### Exercise aim
Nothing but the lines from the one that contains "of the conifer" through the end of the listing should appear, set down exactly.

### Data shown
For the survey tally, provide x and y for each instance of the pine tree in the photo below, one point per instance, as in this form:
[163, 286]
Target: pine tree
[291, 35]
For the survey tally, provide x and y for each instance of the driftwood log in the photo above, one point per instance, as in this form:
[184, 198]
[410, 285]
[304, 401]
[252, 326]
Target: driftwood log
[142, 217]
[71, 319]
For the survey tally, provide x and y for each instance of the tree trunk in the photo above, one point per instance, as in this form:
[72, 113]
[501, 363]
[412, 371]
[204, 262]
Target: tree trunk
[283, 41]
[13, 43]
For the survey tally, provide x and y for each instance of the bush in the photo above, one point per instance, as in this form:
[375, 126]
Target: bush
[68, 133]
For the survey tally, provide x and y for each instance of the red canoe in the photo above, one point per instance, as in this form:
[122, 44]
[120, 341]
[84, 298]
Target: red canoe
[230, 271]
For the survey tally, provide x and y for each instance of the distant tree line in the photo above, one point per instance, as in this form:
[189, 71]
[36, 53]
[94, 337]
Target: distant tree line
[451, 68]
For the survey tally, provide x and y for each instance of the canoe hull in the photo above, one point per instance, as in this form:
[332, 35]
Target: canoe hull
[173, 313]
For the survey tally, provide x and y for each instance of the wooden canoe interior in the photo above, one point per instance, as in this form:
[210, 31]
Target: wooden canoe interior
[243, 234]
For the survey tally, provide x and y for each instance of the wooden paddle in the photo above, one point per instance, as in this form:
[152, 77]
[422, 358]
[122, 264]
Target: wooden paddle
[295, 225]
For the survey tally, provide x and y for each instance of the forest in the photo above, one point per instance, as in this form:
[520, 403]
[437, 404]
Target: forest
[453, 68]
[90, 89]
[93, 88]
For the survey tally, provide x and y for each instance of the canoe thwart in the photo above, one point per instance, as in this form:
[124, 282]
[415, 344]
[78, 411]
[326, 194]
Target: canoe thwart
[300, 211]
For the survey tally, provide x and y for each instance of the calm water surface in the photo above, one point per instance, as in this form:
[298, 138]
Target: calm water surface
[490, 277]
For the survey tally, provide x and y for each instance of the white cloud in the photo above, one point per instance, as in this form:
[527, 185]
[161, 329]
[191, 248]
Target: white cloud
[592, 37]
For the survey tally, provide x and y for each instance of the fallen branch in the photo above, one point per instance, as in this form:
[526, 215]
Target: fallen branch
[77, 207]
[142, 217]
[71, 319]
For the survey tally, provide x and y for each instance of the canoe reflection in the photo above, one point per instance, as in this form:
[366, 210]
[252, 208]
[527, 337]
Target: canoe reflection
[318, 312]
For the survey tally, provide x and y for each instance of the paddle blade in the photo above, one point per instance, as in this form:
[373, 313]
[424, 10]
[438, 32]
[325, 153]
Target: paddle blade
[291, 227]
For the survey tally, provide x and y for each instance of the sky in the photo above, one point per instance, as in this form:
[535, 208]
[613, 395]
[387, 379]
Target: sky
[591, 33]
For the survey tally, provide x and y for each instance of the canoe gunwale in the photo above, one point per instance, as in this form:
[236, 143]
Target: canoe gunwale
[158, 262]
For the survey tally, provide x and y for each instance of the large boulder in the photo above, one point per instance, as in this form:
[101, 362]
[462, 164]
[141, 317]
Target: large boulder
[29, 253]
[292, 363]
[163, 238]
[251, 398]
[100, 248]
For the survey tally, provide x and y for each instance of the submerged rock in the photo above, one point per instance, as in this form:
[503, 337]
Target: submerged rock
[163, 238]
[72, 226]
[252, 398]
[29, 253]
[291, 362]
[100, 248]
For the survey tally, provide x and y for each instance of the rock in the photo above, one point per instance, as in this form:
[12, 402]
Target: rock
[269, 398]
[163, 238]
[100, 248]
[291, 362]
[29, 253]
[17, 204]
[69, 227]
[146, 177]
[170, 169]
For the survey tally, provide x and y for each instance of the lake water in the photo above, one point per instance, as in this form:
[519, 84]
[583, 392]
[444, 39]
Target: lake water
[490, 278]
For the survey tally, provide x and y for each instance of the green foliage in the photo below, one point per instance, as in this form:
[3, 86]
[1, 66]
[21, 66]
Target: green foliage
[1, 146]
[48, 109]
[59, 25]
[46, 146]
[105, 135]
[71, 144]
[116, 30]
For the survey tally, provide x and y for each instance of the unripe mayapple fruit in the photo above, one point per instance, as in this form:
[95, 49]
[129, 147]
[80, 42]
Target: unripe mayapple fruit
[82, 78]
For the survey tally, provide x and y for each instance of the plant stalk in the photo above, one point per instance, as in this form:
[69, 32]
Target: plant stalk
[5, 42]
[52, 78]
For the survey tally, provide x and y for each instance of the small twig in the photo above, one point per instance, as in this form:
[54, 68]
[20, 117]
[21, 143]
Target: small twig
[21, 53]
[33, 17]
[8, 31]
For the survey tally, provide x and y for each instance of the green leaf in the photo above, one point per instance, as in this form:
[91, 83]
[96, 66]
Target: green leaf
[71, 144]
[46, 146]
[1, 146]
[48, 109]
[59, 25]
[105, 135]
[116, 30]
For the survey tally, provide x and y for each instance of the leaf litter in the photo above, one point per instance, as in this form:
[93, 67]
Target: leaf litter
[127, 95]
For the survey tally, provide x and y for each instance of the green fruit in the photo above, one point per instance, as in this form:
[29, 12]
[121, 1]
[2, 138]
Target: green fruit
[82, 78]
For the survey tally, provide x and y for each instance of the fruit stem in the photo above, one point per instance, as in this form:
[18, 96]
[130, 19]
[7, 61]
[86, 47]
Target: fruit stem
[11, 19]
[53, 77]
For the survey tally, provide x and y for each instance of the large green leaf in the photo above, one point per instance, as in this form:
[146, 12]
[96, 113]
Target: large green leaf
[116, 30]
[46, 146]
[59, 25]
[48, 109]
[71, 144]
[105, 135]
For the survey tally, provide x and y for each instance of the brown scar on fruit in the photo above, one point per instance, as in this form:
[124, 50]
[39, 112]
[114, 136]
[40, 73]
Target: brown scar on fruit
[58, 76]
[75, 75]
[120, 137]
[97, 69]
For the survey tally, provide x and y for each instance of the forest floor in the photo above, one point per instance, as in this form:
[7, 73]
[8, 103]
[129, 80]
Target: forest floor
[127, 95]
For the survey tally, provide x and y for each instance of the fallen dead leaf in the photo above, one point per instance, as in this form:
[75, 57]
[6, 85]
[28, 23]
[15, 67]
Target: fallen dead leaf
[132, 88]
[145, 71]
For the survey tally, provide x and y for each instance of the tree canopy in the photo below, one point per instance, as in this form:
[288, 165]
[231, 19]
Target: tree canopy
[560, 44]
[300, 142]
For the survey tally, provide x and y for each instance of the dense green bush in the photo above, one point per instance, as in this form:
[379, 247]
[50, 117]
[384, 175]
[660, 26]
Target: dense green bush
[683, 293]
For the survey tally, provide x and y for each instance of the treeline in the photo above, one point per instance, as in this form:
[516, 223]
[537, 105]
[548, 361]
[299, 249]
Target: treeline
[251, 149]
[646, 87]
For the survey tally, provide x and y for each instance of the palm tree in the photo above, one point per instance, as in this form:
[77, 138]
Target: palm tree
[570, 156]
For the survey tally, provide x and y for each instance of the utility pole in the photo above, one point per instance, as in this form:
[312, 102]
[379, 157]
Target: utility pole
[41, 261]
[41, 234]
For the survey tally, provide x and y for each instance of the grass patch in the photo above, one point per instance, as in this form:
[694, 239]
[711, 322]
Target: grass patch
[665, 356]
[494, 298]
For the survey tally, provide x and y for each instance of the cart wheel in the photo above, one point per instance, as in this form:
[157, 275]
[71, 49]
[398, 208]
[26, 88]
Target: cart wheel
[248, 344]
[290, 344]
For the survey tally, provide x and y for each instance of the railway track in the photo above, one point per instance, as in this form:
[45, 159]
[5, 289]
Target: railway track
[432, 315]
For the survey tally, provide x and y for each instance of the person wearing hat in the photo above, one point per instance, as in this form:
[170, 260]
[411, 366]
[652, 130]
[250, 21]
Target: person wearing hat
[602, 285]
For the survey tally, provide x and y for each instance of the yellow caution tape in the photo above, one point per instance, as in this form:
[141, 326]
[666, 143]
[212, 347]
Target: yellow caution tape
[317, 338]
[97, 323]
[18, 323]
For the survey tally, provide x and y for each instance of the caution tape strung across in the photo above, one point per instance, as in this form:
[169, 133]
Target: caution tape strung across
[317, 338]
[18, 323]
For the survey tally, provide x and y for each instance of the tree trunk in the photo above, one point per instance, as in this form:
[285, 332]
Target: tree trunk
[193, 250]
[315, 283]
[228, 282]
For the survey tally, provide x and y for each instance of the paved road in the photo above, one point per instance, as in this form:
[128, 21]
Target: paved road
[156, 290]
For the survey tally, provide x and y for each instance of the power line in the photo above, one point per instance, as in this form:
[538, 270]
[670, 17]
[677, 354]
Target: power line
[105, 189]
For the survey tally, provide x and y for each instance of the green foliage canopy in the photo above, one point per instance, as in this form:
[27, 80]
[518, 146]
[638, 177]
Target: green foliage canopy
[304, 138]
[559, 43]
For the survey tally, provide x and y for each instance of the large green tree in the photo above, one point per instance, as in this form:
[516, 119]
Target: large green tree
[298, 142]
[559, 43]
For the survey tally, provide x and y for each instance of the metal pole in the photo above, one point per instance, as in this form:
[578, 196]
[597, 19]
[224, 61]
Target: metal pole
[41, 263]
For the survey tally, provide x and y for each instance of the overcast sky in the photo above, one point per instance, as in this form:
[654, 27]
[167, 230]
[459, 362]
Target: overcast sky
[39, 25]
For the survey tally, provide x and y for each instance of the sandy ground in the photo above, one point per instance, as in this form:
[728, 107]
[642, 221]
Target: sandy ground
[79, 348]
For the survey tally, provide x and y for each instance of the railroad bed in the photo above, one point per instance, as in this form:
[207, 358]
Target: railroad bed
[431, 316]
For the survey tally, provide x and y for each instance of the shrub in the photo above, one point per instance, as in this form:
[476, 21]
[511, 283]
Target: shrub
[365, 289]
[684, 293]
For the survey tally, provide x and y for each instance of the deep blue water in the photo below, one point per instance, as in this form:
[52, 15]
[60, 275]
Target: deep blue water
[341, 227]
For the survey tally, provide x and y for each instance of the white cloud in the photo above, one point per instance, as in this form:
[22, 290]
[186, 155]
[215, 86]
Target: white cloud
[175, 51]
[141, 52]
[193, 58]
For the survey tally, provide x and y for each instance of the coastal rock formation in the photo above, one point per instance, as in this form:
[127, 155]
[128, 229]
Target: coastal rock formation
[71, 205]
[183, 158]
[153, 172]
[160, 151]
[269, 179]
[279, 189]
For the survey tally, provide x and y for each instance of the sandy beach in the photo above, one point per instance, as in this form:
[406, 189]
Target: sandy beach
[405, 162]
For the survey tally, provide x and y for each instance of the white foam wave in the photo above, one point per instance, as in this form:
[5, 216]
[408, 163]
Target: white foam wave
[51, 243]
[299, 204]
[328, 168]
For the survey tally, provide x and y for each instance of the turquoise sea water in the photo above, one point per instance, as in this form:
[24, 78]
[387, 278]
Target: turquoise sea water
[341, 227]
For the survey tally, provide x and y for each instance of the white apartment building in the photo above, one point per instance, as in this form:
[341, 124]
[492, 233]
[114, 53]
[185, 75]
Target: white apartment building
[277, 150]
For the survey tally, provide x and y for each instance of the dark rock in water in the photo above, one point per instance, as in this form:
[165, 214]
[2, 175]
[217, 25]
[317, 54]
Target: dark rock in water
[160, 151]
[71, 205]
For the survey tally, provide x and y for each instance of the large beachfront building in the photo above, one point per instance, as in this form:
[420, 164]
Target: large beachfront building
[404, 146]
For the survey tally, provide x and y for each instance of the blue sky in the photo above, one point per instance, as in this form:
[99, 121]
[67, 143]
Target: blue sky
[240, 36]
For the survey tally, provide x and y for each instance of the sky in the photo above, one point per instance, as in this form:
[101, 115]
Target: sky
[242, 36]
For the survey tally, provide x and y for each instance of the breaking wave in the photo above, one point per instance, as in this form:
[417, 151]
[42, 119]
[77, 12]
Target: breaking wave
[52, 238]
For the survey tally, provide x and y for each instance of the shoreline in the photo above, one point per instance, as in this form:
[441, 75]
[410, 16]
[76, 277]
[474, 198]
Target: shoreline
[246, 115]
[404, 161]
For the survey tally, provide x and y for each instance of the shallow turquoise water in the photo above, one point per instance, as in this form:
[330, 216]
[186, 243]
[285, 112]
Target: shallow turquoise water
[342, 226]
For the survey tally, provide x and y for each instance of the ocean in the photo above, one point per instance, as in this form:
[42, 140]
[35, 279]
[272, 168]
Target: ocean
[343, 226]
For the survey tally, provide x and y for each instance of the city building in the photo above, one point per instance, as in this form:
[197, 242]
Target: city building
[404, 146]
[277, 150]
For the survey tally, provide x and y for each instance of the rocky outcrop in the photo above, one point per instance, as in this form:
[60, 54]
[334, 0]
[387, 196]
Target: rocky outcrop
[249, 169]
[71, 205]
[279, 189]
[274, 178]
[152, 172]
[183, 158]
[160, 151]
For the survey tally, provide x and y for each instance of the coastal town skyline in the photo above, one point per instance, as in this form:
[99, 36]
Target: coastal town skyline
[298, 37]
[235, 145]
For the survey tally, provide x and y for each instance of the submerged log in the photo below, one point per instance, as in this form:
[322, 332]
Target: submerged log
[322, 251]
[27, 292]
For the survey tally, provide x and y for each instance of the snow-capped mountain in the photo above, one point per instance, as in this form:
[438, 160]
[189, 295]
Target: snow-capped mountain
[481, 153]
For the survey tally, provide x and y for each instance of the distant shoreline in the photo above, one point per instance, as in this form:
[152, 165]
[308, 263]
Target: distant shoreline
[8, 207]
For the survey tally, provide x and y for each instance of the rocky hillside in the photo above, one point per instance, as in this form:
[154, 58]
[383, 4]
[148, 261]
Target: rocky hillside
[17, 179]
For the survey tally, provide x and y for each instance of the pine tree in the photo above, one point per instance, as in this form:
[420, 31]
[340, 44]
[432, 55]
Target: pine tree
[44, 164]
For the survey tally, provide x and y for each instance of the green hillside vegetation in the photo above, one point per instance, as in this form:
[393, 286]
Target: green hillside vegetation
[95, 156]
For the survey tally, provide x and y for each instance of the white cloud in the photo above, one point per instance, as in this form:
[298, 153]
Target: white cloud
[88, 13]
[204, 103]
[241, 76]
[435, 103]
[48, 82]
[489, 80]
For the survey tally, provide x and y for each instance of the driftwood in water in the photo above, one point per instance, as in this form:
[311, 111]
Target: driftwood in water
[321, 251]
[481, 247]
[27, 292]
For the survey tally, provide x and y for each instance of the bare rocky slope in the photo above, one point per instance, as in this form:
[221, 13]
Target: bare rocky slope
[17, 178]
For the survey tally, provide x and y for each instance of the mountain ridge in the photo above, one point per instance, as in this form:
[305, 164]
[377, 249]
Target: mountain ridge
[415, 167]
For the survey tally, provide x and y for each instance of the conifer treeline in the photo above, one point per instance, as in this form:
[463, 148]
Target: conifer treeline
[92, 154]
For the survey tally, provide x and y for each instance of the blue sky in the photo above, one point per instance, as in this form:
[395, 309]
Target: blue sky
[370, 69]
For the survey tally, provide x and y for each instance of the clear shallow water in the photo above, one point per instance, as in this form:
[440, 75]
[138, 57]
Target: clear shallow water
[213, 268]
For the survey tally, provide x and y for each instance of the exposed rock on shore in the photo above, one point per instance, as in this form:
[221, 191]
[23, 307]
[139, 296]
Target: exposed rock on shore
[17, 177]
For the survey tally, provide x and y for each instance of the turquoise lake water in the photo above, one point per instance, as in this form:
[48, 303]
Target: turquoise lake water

### The answer
For the survey tally, provide x and y for each instance of the conifer treeline in the photo above, one point per instance, as in this form:
[463, 148]
Target: conifer treeline
[92, 154]
For the survey tally, provide x and y for each instance of the blue sky in the photo above, one point per instance, as in this form:
[395, 309]
Target: blue sky
[370, 69]
For the survey tally, provide x and y for each instance of the clear shallow water in the photo above, one point per instance, as in this form:
[440, 75]
[138, 57]
Target: clear shallow water
[213, 268]
For the survey tally, provide x and y for each instance of the exposed rock on shore in the photo above, one point per instance, as in this form:
[221, 191]
[23, 307]
[139, 296]
Target: exposed rock on shore
[17, 177]
For the survey tally, provide x and y for each instance of the turquoise lake water in the photo above, one point per instance, as in this form:
[48, 303]
Target: turquoise lake water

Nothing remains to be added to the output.